Give back every record that follows, exactly as written.
(PROVIDED RECORDS Opens)
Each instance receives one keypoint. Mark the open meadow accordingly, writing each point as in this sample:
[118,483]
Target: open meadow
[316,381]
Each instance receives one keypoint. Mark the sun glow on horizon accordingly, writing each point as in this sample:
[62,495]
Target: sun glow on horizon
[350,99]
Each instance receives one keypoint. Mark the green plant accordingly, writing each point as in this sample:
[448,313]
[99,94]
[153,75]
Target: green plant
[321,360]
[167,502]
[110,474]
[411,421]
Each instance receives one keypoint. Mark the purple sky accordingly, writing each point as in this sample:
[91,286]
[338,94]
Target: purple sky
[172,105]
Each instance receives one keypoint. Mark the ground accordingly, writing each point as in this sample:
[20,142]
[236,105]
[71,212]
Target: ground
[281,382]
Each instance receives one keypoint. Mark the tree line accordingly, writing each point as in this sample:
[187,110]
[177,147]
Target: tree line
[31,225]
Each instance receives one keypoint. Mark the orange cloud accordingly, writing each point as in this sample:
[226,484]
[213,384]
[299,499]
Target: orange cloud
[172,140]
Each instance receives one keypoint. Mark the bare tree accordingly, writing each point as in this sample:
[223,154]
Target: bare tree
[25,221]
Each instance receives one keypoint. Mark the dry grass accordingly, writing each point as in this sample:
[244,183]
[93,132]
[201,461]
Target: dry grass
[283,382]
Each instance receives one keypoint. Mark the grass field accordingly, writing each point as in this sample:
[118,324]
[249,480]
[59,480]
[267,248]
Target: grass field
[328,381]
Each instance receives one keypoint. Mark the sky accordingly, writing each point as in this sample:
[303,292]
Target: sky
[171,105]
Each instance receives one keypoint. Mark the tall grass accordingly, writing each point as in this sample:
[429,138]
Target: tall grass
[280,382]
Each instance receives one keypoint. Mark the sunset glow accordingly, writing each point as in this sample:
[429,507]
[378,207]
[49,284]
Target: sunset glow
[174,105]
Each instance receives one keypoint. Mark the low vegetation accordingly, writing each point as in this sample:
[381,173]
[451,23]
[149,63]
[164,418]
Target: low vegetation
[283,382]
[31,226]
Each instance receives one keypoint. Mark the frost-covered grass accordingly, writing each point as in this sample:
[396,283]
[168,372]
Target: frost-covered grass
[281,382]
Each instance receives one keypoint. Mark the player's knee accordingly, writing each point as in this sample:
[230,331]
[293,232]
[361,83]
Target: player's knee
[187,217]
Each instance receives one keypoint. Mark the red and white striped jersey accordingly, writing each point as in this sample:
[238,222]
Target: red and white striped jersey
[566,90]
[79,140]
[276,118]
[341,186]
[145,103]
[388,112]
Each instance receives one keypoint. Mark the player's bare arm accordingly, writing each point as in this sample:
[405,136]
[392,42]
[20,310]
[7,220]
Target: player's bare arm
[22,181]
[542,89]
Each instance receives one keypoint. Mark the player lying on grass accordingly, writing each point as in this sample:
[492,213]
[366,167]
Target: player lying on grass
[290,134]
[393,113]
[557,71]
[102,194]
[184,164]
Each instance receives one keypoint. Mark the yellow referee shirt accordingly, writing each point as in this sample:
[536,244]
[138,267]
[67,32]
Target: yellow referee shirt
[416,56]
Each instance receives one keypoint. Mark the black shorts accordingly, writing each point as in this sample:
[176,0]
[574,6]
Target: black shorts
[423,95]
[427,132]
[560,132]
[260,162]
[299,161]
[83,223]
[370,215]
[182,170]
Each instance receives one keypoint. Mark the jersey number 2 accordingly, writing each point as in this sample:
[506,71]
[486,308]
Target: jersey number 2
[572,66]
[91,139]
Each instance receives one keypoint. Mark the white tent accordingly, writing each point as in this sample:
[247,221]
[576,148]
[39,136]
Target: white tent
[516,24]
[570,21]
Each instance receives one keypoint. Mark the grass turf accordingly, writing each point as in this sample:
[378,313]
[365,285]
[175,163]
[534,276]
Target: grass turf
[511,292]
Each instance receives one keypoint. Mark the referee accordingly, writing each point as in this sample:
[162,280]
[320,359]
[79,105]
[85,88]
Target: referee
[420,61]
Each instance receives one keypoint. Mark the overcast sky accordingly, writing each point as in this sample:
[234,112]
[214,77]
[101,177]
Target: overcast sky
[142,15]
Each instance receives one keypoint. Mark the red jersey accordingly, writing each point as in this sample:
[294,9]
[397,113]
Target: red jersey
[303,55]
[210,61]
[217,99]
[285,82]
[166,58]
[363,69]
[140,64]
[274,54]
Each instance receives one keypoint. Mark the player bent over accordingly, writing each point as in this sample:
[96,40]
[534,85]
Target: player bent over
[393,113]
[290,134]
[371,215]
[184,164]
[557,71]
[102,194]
(PROVIDED RECORDS Closes)
* **EXERCISE SOLUTION**
Each instance receives one keypoint. Mark the open meadow accordingly, writing each point as in this sample:
[118,483]
Target: open meadow
[316,381]
Each instance receives one keypoint. Mark the sun glow on horizon accordingly, writing each point as in this sample:
[62,495]
Target: sun glow on horizon
[350,99]
Each instance receives one keypoint. Mark the green plant accordingly, writing each point as in this sample:
[448,313]
[99,94]
[153,75]
Target: green plant
[321,360]
[167,502]
[110,474]
[411,421]
Each instance receives one keypoint. Mark the purple sky accordingly, writing each point as in this sample:
[91,286]
[338,94]
Target: purple sky
[172,105]
Each instance receives one keypoint. Mark the ground accordingly, writing each point as in this sample:
[20,142]
[236,105]
[71,212]
Target: ground
[281,382]
Each instance receives one keypoint. Mark the tree line accordingly, writing each point as in this sample:
[187,110]
[177,147]
Target: tree line
[31,225]
Each instance receives one keypoint. Mark the orange cloud accordingly, writing each point as in this sample:
[226,484]
[213,384]
[299,499]
Target: orange cloud
[172,140]
Each instance receives one keypoint. Mark the bare tree accordingly, writing each point as in this sample:
[223,154]
Target: bare tree
[25,221]
Each instance receives one keypoint. Mark the dry grass accordingly, writing each point as in this sample:
[244,183]
[93,132]
[201,461]
Target: dry grass
[283,382]
Each instance receives one keypoint. Mark the grass field accordingly, writing each point as in this sample:
[118,324]
[249,480]
[59,480]
[267,248]
Target: grass field
[328,381]
Each instance receives one keypoint. Mark the sky accordingly, writing each point as in this sample:
[303,292]
Target: sky
[171,105]
Each instance receives one keypoint. Mark the tall grass accordingly, writing each point as in this sample:
[429,138]
Target: tall grass
[280,382]
Each instance receives one keypoint. Mark the sunset glow accordingly, writing each point as in this sample:
[429,507]
[378,207]
[49,284]
Target: sunset glow
[174,105]
Each instance receives one keypoint. Mark the low vegetation accordingly, writing each point as in this sample:
[381,173]
[451,23]
[149,63]
[164,418]
Target: low vegetation
[283,382]
[31,226]
Each instance receives one keypoint. Mark the frost-covered grass accordingly, writing each point as in this sample:
[396,283]
[168,372]
Target: frost-covered grass
[281,382]
Each instance receives one keypoint. Mark the player's knee accordingly, writing each point as in this sample:
[230,331]
[293,232]
[361,83]
Target: player's knee
[187,217]
Each instance receives one keypoint. Mark the red and white striped jersey accordingly, writing each point as in this sample:
[238,222]
Target: red and white striped jersey
[566,90]
[79,140]
[276,118]
[341,186]
[145,103]
[388,112]
Each instance receives one keypoint. Mark the player's bare arm accordingly, writing each point as in this sample:
[405,136]
[392,42]
[20,310]
[7,220]
Target: player's bare arm
[22,181]
[542,89]
Each instance receives one keypoint. Mark the player lying on grass accordingly, writing each point as in this sample:
[492,213]
[366,167]
Target: player lying on grass
[290,134]
[393,113]
[557,71]
[102,194]
[184,164]
Each instance receives one keypoint. Mark the yellow referee shirt accordingly, writing each point as in this sample:
[536,244]
[138,267]
[67,32]
Target: yellow referee shirt
[416,56]
Each instance receives one keypoint. Mark the black shorts accordingly, writing each point as in this sample:
[176,0]
[574,6]
Target: black shorts
[423,95]
[427,132]
[560,132]
[260,162]
[299,161]
[83,223]
[370,215]
[182,170]
Each instance receives one keypoint. Mark the jersey number 2 accordingly, writing each point as in this sample:
[506,71]
[486,308]
Target: jersey number 2
[572,66]
[91,139]
Each instance receives one keypoint. Mark the white tent accordingly, writing each point as in this sample:
[247,221]
[576,148]
[39,136]
Target: white tent
[516,24]
[570,21]
Each instance receives one keypoint. Mark the grass turf accordingly, writing each point as in this sample:
[378,313]
[365,285]
[175,163]
[534,276]
Target: grass turf
[511,292]
Each instance receives one keypoint. Mark the referee accordingly, writing each point as in this sample:
[162,280]
[320,359]
[79,105]
[85,88]
Target: referee
[420,61]
Each instance receives one keypoint. Mark the overcast sky accordingly, writing each point as in this sample:
[234,112]
[214,77]
[101,177]
Target: overcast sky
[142,15]
Each instance receives one keypoint. Mark the red jersey accordingly, writing each point as in this sample:
[294,9]
[397,113]
Target: red jersey
[303,55]
[210,61]
[217,99]
[285,82]
[166,58]
[363,69]
[140,64]
[274,54]
Each instance receives one keypoint. Mark the player bent over accordingly, writing each point as in this sample:
[96,40]
[534,85]
Target: player bent over
[393,113]
[290,134]
[371,215]
[184,164]
[557,71]
[102,194]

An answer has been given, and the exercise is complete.